(Referring expression pointing data)
********

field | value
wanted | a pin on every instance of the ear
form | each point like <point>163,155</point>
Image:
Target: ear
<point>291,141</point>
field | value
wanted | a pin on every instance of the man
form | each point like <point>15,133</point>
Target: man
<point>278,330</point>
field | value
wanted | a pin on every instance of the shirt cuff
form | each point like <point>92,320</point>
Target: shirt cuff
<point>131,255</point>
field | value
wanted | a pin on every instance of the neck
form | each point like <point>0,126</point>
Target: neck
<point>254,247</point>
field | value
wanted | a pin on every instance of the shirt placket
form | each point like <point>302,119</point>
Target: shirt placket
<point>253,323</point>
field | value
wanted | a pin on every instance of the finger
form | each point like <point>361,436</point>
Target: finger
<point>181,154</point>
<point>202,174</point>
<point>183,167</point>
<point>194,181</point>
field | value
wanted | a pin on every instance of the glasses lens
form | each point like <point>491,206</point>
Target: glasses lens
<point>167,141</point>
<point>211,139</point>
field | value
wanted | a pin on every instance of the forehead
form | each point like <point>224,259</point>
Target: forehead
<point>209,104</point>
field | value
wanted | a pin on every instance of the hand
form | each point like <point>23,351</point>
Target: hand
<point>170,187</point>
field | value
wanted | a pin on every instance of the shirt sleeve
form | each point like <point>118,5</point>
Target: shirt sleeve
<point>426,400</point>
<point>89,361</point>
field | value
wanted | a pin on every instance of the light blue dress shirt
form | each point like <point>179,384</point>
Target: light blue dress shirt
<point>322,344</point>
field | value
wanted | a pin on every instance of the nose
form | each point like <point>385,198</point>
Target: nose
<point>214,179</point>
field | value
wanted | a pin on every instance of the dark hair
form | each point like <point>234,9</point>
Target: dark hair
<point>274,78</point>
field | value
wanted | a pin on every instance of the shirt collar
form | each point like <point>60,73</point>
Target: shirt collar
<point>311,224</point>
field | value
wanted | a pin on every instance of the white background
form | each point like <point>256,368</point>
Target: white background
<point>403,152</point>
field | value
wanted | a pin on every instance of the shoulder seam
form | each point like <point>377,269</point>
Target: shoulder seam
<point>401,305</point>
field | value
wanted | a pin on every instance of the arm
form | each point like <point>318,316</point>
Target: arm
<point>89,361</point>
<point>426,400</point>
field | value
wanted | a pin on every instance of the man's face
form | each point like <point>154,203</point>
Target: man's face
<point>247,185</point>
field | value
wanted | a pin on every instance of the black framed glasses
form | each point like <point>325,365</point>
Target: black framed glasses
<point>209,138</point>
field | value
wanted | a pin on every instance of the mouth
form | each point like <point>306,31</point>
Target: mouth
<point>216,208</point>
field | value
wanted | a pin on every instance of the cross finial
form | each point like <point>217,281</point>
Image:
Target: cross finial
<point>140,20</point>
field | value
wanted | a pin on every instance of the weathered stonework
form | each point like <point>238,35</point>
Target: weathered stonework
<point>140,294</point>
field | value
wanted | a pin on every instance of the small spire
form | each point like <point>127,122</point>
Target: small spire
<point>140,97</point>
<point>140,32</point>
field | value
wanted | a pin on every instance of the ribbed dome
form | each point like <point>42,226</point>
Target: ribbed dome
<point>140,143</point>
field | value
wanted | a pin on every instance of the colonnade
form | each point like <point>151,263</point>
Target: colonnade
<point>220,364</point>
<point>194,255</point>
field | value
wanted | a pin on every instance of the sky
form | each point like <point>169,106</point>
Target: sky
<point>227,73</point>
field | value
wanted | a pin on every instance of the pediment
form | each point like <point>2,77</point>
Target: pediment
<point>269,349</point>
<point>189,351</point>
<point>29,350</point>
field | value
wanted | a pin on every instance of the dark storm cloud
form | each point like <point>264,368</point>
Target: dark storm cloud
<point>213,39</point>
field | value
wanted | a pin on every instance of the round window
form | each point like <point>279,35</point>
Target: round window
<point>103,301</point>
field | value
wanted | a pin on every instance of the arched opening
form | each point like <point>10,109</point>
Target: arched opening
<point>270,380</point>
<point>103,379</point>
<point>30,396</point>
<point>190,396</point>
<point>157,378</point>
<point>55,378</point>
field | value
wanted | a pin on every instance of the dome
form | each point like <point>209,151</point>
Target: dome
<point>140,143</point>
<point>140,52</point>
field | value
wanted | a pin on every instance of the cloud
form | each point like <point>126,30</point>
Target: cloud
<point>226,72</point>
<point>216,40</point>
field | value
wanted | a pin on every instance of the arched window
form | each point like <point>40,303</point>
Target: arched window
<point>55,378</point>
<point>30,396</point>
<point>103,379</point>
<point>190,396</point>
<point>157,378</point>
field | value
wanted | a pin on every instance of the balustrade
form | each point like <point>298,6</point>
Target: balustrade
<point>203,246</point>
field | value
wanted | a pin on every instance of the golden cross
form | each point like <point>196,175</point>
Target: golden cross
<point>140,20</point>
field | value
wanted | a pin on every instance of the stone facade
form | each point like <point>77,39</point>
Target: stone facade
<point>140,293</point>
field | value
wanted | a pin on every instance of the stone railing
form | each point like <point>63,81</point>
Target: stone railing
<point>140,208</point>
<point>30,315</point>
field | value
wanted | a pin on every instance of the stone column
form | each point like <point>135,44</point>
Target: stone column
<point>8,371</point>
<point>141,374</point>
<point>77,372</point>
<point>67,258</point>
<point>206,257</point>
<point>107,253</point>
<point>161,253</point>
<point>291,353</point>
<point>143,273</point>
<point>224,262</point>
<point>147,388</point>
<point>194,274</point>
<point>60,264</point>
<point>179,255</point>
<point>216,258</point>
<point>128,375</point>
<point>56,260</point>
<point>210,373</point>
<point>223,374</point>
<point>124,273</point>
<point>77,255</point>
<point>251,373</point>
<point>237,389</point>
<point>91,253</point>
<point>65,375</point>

********

* **The problem**
Among the records above, only the lines between the line holding "Target: dome" and the line holding "form | each point like <point>135,44</point>", inclusive, are to be output, exactly as written.

* **Task answer**
Target: dome
<point>140,143</point>
<point>140,52</point>
field | value
wanted | a pin on every instance of the cloud
form | each point like <point>126,30</point>
Target: cloud
<point>226,72</point>
<point>216,40</point>
field | value
wanted | a pin on every instance of the arched window
form | each point like <point>40,303</point>
Target: arched window
<point>55,378</point>
<point>30,396</point>
<point>103,379</point>
<point>190,396</point>
<point>157,378</point>
field | value
wanted | a pin on every instance of the balustrade
form | each point like <point>298,6</point>
Target: balustrade
<point>203,246</point>
field | value
wanted | a pin on every instance of the golden cross
form | each point like <point>196,175</point>
Target: golden cross
<point>140,20</point>
field | value
wanted | a pin on every instance of the stone facade
form | each point like <point>77,39</point>
Target: stone facade
<point>140,293</point>
field | value
wanted | a pin on every instance of the stone railing
form | each point like <point>63,81</point>
Target: stone railing
<point>140,208</point>
<point>30,315</point>
field | value
wanted | a pin on every instance of the stone column
form | each point like <point>135,44</point>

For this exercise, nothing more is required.